### Work to complete
Restate the records word for word, omitting nothing.

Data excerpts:
BEGIN

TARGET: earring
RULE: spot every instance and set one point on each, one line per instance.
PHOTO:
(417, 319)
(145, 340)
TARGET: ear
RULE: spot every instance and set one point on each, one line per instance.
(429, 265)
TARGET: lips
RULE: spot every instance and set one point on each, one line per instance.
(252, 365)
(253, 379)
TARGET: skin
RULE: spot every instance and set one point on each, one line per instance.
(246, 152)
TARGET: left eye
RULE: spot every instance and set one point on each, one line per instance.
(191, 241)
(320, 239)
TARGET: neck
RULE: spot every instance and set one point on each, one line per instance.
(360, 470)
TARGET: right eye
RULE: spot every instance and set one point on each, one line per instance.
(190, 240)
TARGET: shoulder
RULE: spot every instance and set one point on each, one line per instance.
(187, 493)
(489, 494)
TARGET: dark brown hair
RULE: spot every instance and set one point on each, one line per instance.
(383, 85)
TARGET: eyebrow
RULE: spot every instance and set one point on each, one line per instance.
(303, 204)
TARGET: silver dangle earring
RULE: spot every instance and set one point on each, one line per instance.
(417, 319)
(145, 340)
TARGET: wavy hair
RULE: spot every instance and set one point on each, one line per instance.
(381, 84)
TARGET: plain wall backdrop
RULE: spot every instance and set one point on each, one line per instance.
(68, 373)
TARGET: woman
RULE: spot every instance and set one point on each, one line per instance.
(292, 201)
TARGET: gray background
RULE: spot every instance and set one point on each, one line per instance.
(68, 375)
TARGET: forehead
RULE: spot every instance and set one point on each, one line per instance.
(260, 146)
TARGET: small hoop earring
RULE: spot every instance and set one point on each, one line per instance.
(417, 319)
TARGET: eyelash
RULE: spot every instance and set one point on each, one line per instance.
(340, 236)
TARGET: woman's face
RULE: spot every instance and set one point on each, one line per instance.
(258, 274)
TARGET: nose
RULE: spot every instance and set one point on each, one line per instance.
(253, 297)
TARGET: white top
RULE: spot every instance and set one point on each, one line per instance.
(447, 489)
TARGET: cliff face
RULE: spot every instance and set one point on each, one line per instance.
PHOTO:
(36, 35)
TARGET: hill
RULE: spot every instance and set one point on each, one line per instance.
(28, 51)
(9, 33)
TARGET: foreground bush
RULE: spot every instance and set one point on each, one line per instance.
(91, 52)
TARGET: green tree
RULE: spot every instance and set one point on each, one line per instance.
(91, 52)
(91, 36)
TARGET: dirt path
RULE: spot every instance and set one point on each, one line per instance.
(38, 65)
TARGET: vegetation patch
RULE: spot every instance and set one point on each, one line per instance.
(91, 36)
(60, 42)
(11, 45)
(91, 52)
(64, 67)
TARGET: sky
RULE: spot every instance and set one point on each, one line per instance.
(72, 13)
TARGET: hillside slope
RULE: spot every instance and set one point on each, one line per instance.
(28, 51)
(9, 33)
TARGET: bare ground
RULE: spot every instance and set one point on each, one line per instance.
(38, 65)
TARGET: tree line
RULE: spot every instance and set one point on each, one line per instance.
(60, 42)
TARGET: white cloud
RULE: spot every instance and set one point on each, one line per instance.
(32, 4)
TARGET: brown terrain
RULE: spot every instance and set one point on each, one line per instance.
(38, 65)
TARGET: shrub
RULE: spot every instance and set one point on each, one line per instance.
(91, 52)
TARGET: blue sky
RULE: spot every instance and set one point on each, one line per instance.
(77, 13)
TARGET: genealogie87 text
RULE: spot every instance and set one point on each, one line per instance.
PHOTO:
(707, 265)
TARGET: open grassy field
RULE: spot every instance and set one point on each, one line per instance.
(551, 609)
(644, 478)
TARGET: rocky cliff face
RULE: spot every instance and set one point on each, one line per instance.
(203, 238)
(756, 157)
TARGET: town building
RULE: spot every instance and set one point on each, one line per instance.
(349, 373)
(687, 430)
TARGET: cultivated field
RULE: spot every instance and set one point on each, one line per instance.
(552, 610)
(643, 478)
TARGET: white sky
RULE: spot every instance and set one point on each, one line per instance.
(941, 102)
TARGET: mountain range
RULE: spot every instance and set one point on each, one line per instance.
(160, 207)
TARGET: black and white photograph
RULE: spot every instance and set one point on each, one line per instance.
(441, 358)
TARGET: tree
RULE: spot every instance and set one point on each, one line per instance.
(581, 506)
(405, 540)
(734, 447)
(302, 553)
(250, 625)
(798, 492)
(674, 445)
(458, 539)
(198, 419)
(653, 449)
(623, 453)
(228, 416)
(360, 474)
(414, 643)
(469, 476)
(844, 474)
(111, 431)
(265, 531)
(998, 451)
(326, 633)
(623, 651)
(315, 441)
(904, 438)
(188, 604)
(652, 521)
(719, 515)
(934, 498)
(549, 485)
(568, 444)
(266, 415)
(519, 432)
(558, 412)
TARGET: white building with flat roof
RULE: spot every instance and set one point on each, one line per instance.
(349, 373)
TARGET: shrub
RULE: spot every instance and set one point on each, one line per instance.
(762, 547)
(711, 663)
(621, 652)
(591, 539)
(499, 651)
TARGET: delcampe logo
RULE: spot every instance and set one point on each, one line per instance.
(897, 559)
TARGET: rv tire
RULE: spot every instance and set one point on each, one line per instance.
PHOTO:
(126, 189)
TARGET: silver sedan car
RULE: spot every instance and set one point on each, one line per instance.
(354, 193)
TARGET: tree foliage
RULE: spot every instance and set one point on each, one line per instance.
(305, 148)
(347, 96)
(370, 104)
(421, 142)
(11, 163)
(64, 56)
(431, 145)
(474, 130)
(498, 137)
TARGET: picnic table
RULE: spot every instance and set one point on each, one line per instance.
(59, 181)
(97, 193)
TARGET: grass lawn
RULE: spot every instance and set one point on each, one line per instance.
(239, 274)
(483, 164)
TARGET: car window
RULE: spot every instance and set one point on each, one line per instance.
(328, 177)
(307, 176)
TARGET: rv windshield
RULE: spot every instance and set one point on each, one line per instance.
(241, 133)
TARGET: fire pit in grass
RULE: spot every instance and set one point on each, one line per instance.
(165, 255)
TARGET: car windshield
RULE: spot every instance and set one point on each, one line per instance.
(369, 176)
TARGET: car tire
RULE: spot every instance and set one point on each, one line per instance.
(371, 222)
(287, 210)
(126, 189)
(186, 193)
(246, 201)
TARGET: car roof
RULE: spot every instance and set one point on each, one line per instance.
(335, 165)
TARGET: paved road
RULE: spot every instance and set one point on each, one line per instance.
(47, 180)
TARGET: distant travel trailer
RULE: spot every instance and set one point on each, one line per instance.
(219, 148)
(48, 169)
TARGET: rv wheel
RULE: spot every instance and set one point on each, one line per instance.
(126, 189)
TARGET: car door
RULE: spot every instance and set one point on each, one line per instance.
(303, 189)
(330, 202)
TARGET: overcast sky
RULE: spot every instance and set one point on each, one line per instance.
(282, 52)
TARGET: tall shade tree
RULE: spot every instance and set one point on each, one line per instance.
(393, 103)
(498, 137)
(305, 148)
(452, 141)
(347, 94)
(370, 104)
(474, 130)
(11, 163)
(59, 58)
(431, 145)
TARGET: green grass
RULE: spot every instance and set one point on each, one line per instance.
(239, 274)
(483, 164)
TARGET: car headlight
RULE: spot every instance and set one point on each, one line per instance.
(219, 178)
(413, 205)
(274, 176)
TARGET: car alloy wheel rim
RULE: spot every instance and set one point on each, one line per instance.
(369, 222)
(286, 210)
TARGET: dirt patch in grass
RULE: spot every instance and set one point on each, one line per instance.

END

### Answer box
TARGET: earring
RULE: spot every instance and set one point on each, one line per instance.
PHOTO:
(417, 319)
(145, 340)
TARGET: ear
RULE: spot every instance and set one point on each, one line per instance.
(429, 265)
TARGET: lips
RULE: spot every instance and set one point on each, one line per instance.
(252, 365)
(253, 379)
TARGET: skin
RULE: spot every instance and set one point on each, one line per instance.
(246, 152)
TARGET: left eye
RULE: spot every instance and set one point on each, one line per instance.
(191, 241)
(320, 239)
TARGET: neck
RULE: spot every instance and set one point on each, one line per instance.
(360, 470)
TARGET: right eye
RULE: spot every instance and set one point on each, one line per instance.
(190, 240)
TARGET: shoulder
RULE: spot every instance and set one point on each, one line per instance.
(187, 493)
(489, 494)
TARGET: dark brown hair
RULE: spot every instance and set one point on each, one line per instance.
(383, 85)
TARGET: eyebrow
RULE: spot every instance and set one point on each, one line per instance.
(303, 204)
TARGET: silver dangle earring
RULE: spot every instance and set one point on each, one line per instance.
(417, 319)
(145, 340)
TARGET: wavy hair
RULE: spot every instance and set one point on each, one line per instance.
(381, 84)
TARGET: plain wall backdrop
RULE: spot every instance and set one point on each, one line per instance.
(68, 373)
TARGET: woman
RULE: spot every instance and set one point on each, one line per instance.
(292, 201)
TARGET: gray background
RULE: spot every instance and set one point on each, one line per instance.
(68, 375)
TARGET: forehead
RULE: spot every instance and set one point on each, one line per instance.
(260, 146)
TARGET: small hoop earring
RULE: spot every instance and set one point on each, one line per instance.
(417, 319)
TARGET: eyelash
RULE: spot every instance and set one point on each, one line per instance.
(340, 236)
TARGET: woman's face
RULE: spot every instance and set one point on each, one line per instance.
(258, 274)
TARGET: nose
RULE: spot every instance and set one point on each, one line per instance.
(253, 297)
TARGET: white top
RULE: spot every instance and set one point on each, one line per instance.
(447, 489)
TARGET: cliff face
RULE: spot every instance and set one point on each, one line per instance.
PHOTO:
(36, 35)
TARGET: hill
RULE: spot every instance and set one point on each, one line per instance.
(28, 51)
(9, 33)
TARGET: foreground bush
RULE: spot every instance and set one point on each, one line per instance.
(91, 52)
TARGET: green tree
RULE: spot every instance and set one point on each, one line per instance.
(91, 52)
(91, 36)
TARGET: dirt path
RULE: spot every instance and set one point on each, one line per instance.
(38, 65)
TARGET: vegetation patch
RULE: spot every instance and set one point on each, one line per instance.
(91, 36)
(60, 42)
(11, 45)
(91, 52)
(64, 67)
TARGET: sky
RULE: spot every instance and set one point on each, one line per instance.
(72, 13)
TARGET: hillside slope
RULE: spot every instance and set one point on each, one line per instance.
(28, 51)
(9, 33)
TARGET: bare ground
RULE: spot every instance and set one point on each, one line per instance.
(38, 65)
TARGET: tree line
RULE: spot every instance and set one point on each, one line per instance.
(60, 42)
TARGET: white cloud
RULE: spot every instance and set one point on each, one line per instance.
(32, 4)
TARGET: brown terrain
RULE: spot every instance and set one point on each, one line per instance.
(38, 65)
TARGET: shrub
RULE: spot every instance and set one point on each, one line per instance.
(91, 52)
TARGET: blue sky
RULE: spot every instance and set one point on each, one line per instance.
(77, 13)
TARGET: genealogie87 text
RULE: spot every instance and set one point on each, one line per instance.
PHOTO:
(707, 265)
TARGET: open grassy field
RULE: spot every instance and set one point on each, one line per instance.
(551, 609)
(644, 478)
TARGET: rocky cliff face
RULE: spot every instance and set one point on each, one line per instance.
(203, 238)
(756, 157)
TARGET: town building
RULE: spot every instance and set one point on each, one line per instance.
(349, 373)
(687, 430)
TARGET: cultivated field
RULE: spot every instance and set one point on each, one line per instance.
(552, 610)
(643, 478)
TARGET: white sky
RULE: spot every instance and set one point on each, one line per instance.
(941, 102)
TARGET: mountain range
RULE: spot every instance and set one point on each, one line per instance.
(160, 207)
TARGET: black and white photograph
RULE: spot every instance and set one point on each, one line per instance.
(441, 358)
TARGET: tree
RULE: spot every instance and set one point on each, one line per instance.
(581, 506)
(405, 540)
(734, 447)
(302, 553)
(250, 625)
(798, 492)
(674, 445)
(458, 539)
(198, 419)
(653, 449)
(623, 453)
(228, 416)
(360, 474)
(414, 643)
(469, 476)
(844, 474)
(111, 431)
(265, 531)
(998, 451)
(326, 633)
(623, 651)
(315, 441)
(904, 438)
(188, 604)
(652, 521)
(719, 515)
(934, 498)
(549, 485)
(568, 444)
(266, 415)
(519, 432)
(558, 412)
TARGET: white building with flat roof
RULE: spot every instance and set one point on each, one line per instance.
(349, 373)
TARGET: shrub
RULE: spot every instance and set one point on each, one line per instance.
(762, 547)
(711, 663)
(621, 652)
(591, 539)
(499, 651)
TARGET: delcampe logo
RULE: spot every instance and set one point on each, one line per instance.
(897, 559)
TARGET: rv tire
RULE: spot every instance and set one point on each, one line per instance.
PHOTO:
(126, 189)
TARGET: silver sedan car
RULE: spot every instance and set one point on each, one line per instance.
(354, 193)
TARGET: tree foliage
RULE: spot every instance and set one point on each, one line per instance.
(305, 148)
(347, 96)
(370, 104)
(421, 142)
(11, 163)
(64, 56)
(431, 145)
(474, 130)
(498, 137)
TARGET: picnic table
RULE: spot every instance and set one point on each, one line per instance.
(59, 181)
(97, 193)
TARGET: grass lawn
RULE: spot every instance and set one point on each, one line per instance.
(239, 274)
(483, 164)
TARGET: car window
RULE: spot every instance and set one point on each, one line per instance.
(328, 177)
(307, 176)
TARGET: rv windshield
RULE: spot every instance and set one point on each, one line per instance.
(241, 133)
TARGET: fire pit in grass
RULE: spot every instance and set one point on each, one line per instance.
(165, 255)
TARGET: car windshield
RULE: spot every instance and set one point on each, one line per instance.
(369, 176)
TARGET: car tire
RULE: spot every instance and set one point on each, one line per instance.
(371, 222)
(287, 210)
(126, 189)
(186, 193)
(246, 201)
TARGET: car roof
RULE: spot every instance and set one point on each, one line per instance.
(335, 165)
TARGET: paved road
RULE: spot every instance and set one point on each, one line per instance.
(47, 180)
TARGET: distant travel trailer
RULE: spot every instance and set one point on each, one line per instance.
(219, 148)
(48, 169)
TARGET: rv wheel
RULE: spot every instance and set one point on each, one line per instance.
(126, 189)
TARGET: car door
RULE: spot every instance and set one point on each, one line per instance.
(303, 189)
(330, 202)
TARGET: overcast sky
RULE: spot every instance and set one point on each, one line per instance.
(282, 52)
TARGET: tall shade tree
RULE: spot every instance and set one point on each, one line per instance.
(393, 103)
(498, 137)
(305, 148)
(452, 141)
(347, 94)
(370, 104)
(474, 130)
(11, 163)
(59, 58)
(431, 145)
TARGET: green grass
RULE: spot every instance and set one point on each, one line per instance.
(239, 274)
(483, 164)
TARGET: car headlight
RULE: spot every instance and set one point on each, one line per instance.
(219, 178)
(413, 205)
(274, 176)
TARGET: car alloy wheel rim
RULE: spot every instance and set one point on each, one line per instance.
(369, 222)
(286, 210)
TARGET: dirt patch in grass
RULE: spot every instance and set one point on each, one line per instance.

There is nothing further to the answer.